• **Reading text**:
Alliance is able to keep rents extra affordable in rooms and family apartments to very low income adults through non-amortizing government capital funding and charitable donations.

Hiawatha Commons and Gateway Lofts

Alliance built Hiawatha Commons in 2005 and Gateway Lofts in 2010.  Both properties took advantage of the federal low income housing tax credit for construction.  Broen Housing, our long time real estate development consultants, also helped Alliance acquire additional non-amortizing debt to assure rents remain affordable for the long run.

Hiawatha’s 80 apartments are nearing their 14th birthday.  The building still looks physically great and commons spaces clean.  Hayes Gibson, our contracted property manager, does a terrific job in maintenance as well as tenant relations.  It was one of the first affordable rental properties built to take advantage of the light rail line on the Hiawatha corridor.  Clerks and service workers from the airport can live and get to work without the expense of a car.  Others take advantage of the varied bus routes nearby to get downtown and to suburban work locations.  Some are fortunate to be able to walk to nearby retail and other employers.

Gateway Lofts located near Thomas on West Broadway was built in 2010 to expand the type of units available at Hiawatha.  Its 46 apartments were some of the first few affordable newly constructed buildings on West Broadway which laid the foundation for market rate apartments today.  Gateway is home to a number of adults who move around in a wheel chair or motorized cart.  Options for mobility handicapped persons were limited in North Minneapolis until newer properties became available.

• **Data**:
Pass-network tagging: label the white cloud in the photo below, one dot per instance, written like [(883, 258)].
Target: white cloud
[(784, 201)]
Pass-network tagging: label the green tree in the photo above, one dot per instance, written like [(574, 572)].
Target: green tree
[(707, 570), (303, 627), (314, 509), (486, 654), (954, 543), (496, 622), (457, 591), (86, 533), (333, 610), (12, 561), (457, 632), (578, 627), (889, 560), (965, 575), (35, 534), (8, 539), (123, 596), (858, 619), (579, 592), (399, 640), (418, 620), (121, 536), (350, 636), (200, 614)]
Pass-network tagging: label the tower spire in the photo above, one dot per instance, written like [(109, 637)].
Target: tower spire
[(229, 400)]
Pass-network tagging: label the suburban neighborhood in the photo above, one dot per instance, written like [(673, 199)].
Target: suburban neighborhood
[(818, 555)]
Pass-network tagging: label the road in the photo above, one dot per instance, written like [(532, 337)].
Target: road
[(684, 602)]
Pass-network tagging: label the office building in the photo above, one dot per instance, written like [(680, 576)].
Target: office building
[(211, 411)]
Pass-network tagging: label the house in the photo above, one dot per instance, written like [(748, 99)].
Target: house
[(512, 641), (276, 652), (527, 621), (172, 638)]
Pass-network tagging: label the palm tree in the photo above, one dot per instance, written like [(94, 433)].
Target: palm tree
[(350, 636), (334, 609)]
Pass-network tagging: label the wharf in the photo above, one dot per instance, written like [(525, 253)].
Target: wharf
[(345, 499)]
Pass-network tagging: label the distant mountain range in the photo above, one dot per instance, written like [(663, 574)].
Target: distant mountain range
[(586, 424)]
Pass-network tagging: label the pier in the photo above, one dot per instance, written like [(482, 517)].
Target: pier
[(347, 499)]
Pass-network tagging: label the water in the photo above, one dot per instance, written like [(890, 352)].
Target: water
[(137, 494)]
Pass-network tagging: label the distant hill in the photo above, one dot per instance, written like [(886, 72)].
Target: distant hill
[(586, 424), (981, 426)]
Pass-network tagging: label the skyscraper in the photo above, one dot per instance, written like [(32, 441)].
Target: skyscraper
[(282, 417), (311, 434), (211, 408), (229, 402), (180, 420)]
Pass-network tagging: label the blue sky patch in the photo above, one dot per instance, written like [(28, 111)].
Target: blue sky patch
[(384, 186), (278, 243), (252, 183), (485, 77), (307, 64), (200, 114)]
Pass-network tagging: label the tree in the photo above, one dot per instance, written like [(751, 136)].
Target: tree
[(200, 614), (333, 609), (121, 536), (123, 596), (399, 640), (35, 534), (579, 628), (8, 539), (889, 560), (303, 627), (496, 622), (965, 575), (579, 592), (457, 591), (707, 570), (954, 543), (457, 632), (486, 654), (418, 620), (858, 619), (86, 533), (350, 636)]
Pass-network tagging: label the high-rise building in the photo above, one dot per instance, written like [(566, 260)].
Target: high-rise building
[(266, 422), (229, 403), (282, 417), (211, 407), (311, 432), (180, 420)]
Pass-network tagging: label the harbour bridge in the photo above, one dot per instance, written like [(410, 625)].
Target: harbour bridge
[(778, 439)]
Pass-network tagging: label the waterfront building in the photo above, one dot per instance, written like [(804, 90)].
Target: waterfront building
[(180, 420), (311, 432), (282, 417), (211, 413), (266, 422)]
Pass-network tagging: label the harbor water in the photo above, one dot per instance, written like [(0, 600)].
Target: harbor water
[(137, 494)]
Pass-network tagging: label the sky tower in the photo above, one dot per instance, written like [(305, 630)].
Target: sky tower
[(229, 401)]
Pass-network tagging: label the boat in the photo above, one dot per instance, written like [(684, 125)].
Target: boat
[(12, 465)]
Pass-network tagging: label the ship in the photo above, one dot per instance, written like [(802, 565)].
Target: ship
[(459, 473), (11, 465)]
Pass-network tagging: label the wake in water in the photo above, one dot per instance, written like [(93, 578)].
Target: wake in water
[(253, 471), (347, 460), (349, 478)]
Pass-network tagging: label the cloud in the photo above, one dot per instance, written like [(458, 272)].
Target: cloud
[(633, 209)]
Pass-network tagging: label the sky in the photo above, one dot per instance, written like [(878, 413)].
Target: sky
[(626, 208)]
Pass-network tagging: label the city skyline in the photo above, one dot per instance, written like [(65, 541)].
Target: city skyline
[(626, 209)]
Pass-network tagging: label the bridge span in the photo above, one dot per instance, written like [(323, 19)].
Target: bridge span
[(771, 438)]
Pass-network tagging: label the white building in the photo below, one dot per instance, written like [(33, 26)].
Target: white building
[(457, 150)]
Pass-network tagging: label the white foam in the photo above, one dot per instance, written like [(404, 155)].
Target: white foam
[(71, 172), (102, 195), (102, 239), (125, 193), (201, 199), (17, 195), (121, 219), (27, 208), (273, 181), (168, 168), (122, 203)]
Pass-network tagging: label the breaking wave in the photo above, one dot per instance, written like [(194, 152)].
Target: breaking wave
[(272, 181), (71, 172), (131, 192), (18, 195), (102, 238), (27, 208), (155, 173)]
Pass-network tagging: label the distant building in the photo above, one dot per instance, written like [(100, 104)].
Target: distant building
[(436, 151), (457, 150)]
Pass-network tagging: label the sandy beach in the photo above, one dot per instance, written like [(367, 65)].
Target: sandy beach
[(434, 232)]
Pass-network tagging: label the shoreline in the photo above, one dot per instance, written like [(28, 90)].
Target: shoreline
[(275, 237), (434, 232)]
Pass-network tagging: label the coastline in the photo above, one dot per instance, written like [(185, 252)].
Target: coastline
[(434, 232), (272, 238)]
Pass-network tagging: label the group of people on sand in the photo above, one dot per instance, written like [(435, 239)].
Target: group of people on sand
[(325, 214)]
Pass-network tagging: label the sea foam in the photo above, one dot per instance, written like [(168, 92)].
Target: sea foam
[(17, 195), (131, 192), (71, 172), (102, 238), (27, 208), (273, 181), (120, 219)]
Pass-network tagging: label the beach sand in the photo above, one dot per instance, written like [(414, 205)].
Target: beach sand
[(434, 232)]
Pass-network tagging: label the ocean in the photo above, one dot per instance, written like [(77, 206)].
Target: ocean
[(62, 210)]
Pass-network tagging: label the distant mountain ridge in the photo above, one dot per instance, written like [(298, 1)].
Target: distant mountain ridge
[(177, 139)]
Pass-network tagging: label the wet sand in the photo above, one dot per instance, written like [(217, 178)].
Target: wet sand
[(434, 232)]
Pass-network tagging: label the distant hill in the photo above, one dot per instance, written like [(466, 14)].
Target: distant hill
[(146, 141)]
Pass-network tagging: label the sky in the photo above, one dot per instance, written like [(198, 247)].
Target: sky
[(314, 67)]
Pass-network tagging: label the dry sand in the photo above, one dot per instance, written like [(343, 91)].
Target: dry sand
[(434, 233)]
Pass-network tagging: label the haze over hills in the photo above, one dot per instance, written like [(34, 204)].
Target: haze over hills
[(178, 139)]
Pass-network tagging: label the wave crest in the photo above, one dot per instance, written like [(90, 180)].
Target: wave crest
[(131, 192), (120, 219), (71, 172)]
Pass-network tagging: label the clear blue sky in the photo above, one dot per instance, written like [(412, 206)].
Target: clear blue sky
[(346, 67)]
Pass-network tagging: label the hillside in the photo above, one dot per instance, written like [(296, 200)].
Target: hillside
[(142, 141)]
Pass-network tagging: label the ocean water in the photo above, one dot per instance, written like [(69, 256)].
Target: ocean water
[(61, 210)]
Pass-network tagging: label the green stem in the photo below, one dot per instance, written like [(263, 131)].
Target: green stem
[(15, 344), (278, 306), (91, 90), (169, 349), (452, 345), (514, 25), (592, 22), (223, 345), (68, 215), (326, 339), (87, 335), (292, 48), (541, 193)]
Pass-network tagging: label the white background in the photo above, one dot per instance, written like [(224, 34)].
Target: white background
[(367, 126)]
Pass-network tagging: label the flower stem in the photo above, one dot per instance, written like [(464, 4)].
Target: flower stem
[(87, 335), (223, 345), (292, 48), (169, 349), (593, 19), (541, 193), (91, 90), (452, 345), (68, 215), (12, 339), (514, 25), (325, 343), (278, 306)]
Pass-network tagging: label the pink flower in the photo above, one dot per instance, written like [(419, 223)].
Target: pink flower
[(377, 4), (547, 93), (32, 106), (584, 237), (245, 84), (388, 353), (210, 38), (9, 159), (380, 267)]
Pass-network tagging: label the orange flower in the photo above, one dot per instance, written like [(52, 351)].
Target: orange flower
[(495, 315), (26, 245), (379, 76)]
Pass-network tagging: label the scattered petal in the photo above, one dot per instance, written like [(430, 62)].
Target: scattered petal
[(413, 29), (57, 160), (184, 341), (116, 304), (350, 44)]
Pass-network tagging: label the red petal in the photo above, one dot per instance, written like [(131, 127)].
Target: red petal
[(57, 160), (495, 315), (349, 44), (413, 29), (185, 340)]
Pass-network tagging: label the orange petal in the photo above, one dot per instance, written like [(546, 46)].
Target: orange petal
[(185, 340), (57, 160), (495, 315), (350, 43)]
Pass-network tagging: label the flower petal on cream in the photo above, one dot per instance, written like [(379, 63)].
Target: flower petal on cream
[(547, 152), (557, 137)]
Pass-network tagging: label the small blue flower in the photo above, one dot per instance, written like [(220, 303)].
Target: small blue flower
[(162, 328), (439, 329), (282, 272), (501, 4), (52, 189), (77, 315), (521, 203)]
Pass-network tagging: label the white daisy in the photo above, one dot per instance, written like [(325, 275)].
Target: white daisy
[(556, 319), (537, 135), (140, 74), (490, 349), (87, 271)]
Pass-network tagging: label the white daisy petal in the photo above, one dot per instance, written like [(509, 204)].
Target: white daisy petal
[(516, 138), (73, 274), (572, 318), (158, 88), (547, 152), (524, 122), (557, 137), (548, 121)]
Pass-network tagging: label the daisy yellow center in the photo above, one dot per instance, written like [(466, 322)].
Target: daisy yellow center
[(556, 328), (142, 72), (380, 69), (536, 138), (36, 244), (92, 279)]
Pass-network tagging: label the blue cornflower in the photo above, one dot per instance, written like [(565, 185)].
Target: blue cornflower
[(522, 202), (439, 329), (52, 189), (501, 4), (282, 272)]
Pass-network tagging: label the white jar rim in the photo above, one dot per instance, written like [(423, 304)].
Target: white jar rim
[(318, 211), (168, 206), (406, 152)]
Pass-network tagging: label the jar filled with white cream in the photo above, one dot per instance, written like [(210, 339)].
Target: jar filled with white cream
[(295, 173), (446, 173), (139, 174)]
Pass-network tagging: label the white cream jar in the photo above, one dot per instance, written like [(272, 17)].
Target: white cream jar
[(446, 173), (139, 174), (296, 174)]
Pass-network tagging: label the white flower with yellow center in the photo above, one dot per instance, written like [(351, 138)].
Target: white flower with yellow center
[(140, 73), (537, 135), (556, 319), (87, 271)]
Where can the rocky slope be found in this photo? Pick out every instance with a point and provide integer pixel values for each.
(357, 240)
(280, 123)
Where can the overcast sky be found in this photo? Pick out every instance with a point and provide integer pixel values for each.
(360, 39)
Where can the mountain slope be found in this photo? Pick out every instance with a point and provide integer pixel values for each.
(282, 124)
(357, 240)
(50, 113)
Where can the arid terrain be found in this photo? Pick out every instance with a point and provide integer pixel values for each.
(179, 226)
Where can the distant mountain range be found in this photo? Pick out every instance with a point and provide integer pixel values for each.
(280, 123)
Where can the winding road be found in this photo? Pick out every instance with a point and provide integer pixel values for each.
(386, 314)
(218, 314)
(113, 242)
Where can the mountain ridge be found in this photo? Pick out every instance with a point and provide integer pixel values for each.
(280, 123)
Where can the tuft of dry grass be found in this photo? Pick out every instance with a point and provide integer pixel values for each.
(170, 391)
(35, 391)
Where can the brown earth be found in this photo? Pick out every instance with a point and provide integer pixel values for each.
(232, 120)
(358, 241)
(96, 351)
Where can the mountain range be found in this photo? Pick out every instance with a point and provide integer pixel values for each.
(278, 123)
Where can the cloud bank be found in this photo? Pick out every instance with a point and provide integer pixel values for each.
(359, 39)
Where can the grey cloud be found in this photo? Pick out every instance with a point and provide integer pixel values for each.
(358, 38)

• **Activity**: Write out the passage above about Hiawatha Commons and Gateway Lofts in full, word for word.

• **Exercise answer**:
Alliance is able to keep rents extra affordable in rooms and family apartments to very low income adults through non-amortizing government capital funding and charitable donations.

Hiawatha Commons and Gateway Lofts

Alliance built Hiawatha Commons in 2005 and Gateway Lofts in 2010.  Both properties took advantage of the federal low income housing tax credit for construction.  Broen Housing, our long time real estate development consultants, also helped Alliance acquire additional non-amortizing debt to assure rents remain affordable for the long run.

Hiawatha’s 80 apartments are nearing their 14th birthday.  The building still looks physically great and commons spaces clean.  Hayes Gibson, our contracted property manager, does a terrific job in maintenance as well as tenant relations.  It was one of the first affordable rental properties built to take advantage of the light rail line on the Hiawatha corridor.  Clerks and service workers from the airport can live and get to work without the expense of a car.  Others take advantage of the varied bus routes nearby to get downtown and to suburban work locations.  Some are fortunate to be able to walk to nearby retail and other employers.

Gateway Lofts located near Thomas on West Broadway was built in 2010 to expand the type of units available at Hiawatha.  Its 46 apartments were some of the first few affordable newly constructed buildings on West Broadway which laid the foundation for market rate apartments today.  Gateway is home to a number of adults who move around in a wheel chair or motorized cart.  Options for mobility handicapped persons were limited in North Minneapolis until newer properties became available.